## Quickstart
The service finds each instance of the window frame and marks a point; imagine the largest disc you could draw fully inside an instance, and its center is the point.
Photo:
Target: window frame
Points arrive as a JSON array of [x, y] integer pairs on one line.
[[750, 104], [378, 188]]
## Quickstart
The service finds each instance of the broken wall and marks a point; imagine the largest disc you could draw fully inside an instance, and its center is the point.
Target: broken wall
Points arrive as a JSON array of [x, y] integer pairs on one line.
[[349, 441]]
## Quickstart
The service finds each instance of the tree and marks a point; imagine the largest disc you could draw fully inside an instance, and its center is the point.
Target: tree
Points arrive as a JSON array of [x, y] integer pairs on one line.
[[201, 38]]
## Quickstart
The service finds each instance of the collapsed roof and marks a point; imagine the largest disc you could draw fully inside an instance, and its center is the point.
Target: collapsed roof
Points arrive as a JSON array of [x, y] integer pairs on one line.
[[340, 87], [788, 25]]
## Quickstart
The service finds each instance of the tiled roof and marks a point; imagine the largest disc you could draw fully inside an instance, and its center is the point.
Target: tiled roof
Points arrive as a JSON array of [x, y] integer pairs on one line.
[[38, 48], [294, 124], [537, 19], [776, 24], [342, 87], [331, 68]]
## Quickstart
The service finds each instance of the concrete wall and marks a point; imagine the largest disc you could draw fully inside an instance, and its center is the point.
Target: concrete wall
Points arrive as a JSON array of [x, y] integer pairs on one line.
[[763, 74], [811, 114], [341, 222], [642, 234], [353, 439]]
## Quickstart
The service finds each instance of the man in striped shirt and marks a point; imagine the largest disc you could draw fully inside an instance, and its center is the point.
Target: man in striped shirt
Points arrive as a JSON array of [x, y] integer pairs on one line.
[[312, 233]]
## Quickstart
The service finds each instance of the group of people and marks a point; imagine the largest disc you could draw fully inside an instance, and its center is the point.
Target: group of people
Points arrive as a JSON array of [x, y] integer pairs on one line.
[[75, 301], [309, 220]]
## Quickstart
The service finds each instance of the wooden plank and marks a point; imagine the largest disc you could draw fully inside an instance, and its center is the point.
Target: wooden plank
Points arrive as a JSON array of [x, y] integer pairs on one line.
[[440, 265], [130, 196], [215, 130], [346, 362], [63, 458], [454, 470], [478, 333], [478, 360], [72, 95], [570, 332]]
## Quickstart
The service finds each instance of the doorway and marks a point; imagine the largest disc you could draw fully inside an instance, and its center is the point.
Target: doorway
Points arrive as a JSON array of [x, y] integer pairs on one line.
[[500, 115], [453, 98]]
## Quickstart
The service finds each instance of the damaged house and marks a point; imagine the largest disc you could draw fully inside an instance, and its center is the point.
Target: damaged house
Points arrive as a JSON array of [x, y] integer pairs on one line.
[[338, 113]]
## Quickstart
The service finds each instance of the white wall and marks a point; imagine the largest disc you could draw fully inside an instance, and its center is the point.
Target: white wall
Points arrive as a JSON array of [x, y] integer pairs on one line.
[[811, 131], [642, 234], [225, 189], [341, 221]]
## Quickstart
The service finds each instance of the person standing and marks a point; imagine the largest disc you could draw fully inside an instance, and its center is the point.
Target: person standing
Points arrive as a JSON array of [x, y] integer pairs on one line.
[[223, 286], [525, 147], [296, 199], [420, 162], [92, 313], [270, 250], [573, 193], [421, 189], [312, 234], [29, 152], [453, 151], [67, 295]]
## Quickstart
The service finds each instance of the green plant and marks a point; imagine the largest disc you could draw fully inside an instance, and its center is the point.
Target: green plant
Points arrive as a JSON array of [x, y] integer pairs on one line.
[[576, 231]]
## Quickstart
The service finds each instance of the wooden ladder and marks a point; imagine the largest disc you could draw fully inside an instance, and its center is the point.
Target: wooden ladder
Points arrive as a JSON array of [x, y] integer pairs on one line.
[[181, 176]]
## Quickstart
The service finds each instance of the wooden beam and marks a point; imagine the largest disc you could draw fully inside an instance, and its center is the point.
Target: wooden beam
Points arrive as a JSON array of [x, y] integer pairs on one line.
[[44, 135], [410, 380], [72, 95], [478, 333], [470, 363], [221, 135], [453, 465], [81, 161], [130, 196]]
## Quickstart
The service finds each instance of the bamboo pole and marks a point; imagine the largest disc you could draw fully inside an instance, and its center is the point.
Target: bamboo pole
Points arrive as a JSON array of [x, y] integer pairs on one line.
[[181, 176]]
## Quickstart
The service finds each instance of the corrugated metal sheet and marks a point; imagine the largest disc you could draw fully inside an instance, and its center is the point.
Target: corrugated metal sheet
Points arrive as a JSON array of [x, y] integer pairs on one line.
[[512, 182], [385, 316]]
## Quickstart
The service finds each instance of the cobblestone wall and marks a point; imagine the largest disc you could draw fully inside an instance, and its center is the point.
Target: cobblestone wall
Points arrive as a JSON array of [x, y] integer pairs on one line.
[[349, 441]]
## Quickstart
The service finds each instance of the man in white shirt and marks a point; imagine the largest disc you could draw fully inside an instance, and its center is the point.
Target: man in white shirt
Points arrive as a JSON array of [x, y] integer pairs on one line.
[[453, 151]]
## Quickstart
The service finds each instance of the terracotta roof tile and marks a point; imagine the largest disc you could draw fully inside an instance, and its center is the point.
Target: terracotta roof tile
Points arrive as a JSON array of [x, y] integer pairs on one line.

§

WORK INSTRUCTION: Your task is to set down all of the entries exactly as they appear.

TASK OUTPUT:
## Quickstart
The service finds each instance of the window frame and marks a point; imagine the largest disc you could draw fully inside an instance, and its center is the point.
Photo:
Target: window frame
Points arrive as a JSON array of [x, y] integer pairs on one line.
[[750, 104], [378, 188]]
## Quickstart
The service finds each instance of the broken wall and marks a point; imagine the largest disc you could draw fully inside an instance, and its center is the point.
Target: broken wall
Points arrive as a JSON array of [x, y] integer pairs on one line.
[[349, 441]]
## Quickstart
The service finds each instance of the tree and marks a point; imagine the largest disc you could draw fully inside an instance, and its center is the point.
Target: tree
Points arrive as a JSON array of [x, y] integer pairs on one line.
[[201, 38]]
## Quickstart
The service finds each instance of the collapsed roof and marks a point; imagine the largest disc you could draw fully inside an instance, and its center is the point.
Target: collapsed roof
Points arrive as a JSON array of [x, y] integer pairs on one line.
[[340, 87], [788, 25]]
## Quickstart
The service finds each instance of the tiled roof and marks a point; imagine the largest disc you could draw fully inside an instance, and its center is the point.
Target: tiled roof
Points arrive as a JSON array of [x, y] integer pairs on one line.
[[38, 48], [294, 124], [537, 19], [776, 24], [342, 87], [331, 68]]
## Quickstart
The service finds each instance of the concrete wall and marks a point; imagine the largest disc you could draw fully inside an instance, and its center is the point.
Target: concrete wall
Points arrive as a JSON array of [x, y] integer pairs on one line.
[[763, 74], [811, 114], [341, 222], [642, 234], [353, 439]]
## Quickstart
The service finds each instance of the man in striped shirt and marks a point; imagine the largest disc you could draw fully inside an instance, and its center is the point.
Target: man in striped shirt
Points arrive as a JSON array of [x, y] integer pairs on one line.
[[312, 233]]
## Quickstart
The service finds each instance of the group of people and marks a point; imagine the largest disc you could draw fully inside an instance, and its center is the point.
Target: group of people
Points arrive as a JSON array of [x, y] integer pairs on one line.
[[75, 301], [309, 220]]
## Quickstart
The service finds each instance of the wooden plank and marks a point; imagine the largest disc you could draw fully inside an instance, and its center is the point.
Target: wooden plank
Points arrive as a JSON array of [x, y] integer pairs on one line.
[[440, 265], [130, 196], [215, 130], [346, 362], [63, 458], [454, 470], [478, 333], [478, 360], [72, 95], [570, 332]]
## Quickstart
The service finds each instance of the doorway and marks a point; imagine the largest disc you could draw fully inside an instance, and its center is the point.
Target: doorway
Points arrive as a JSON array of [x, y] integer pairs on one line.
[[500, 115], [453, 98]]
## Quickstart
The service finds each instance of the damaged house and marks a point; imagine the largest disc you could draw fully inside an instance, and its center is the point.
Target: damaged house
Points arrive as a JSON array of [x, y] integer pairs on one line.
[[338, 113]]
## Quickstart
The service finds each instance of the white wall and marks a point; imagine the largest disc you could draw fully inside an instance, and its center is the point.
Target: white wall
Points arrive as a JSON array of [x, y] integer pairs on one line.
[[811, 131], [642, 234], [225, 189], [341, 221]]
## Quickstart
The service finds each instance of the person standing and marks a point; imagine the largest disc you could draw fully inside an instance, and its center is the point.
Target: person standing
Points arrive as a JSON array of [x, y] integer pairs on one line.
[[223, 286], [525, 147], [296, 199], [420, 162], [92, 313], [270, 250], [573, 193], [421, 189], [312, 234], [29, 152], [453, 151], [67, 295]]
## Quickstart
The service finds each instance of the green plant and marks a point; imagine the largest disc you could draw fully inside an instance, and its center is the point.
Target: green plant
Points arrive as a JSON array of [x, y] integer pairs on one line.
[[576, 231]]
## Quickstart
The service finds each instance of the wooden ladder and marks a point; imagine the largest disc you could draw fully inside an instance, and its center is the point.
Target: wooden ladder
Points arrive as a JSON array of [x, y] integer pairs on one line.
[[181, 176]]
## Quickstart
The service finds each instance of the wooden beam and marks a point; imagine the largest disc you could draw fully inside an instance, and its center is the point.
Target: wooden beam
Points arrive as a JSON array of [x, y] integer pairs on one line.
[[44, 135], [410, 380], [72, 95], [478, 333], [470, 363], [221, 135], [453, 465], [81, 161], [130, 196]]
## Quickstart
The service finds each instance of the bamboo pole and marks a point; imagine the largest disc you could draw fully inside an instance, and its center is the point.
Target: bamboo pole
Points arrive as a JSON array of [x, y] integer pairs on one line.
[[181, 176]]
## Quickstart
The service finds each instance of the corrugated metal sheet and marks a point; imagine the largest disc you could draw fully inside an instance, and its center is the point.
Target: corrugated metal sheet
Points arrive as a JSON array of [x, y] integer pairs on one line.
[[512, 182], [385, 316]]
## Quickstart
The service finds each instance of the cobblestone wall and marks a point; imagine the largest disc you could draw fully inside an instance, and its center is the point.
Target: cobblestone wall
Points arrive as a JSON array of [x, y] integer pairs on one line.
[[349, 441]]
## Quickstart
The service finds each instance of the man in white shirt and marks a point; imagine the largest disc you could draw fully inside an instance, and its center is the point.
Target: man in white shirt
Points arrive as a JSON array of [x, y] integer pairs on one line.
[[453, 151]]
## Quickstart
The service finds each instance of the terracotta roof tile and marks a point; imagine the largest disc you could draw fully inside an instance, and its center is the point.
Target: terracotta roof tile
Points arrive as a JSON array of [x, y] integer pairs on one line.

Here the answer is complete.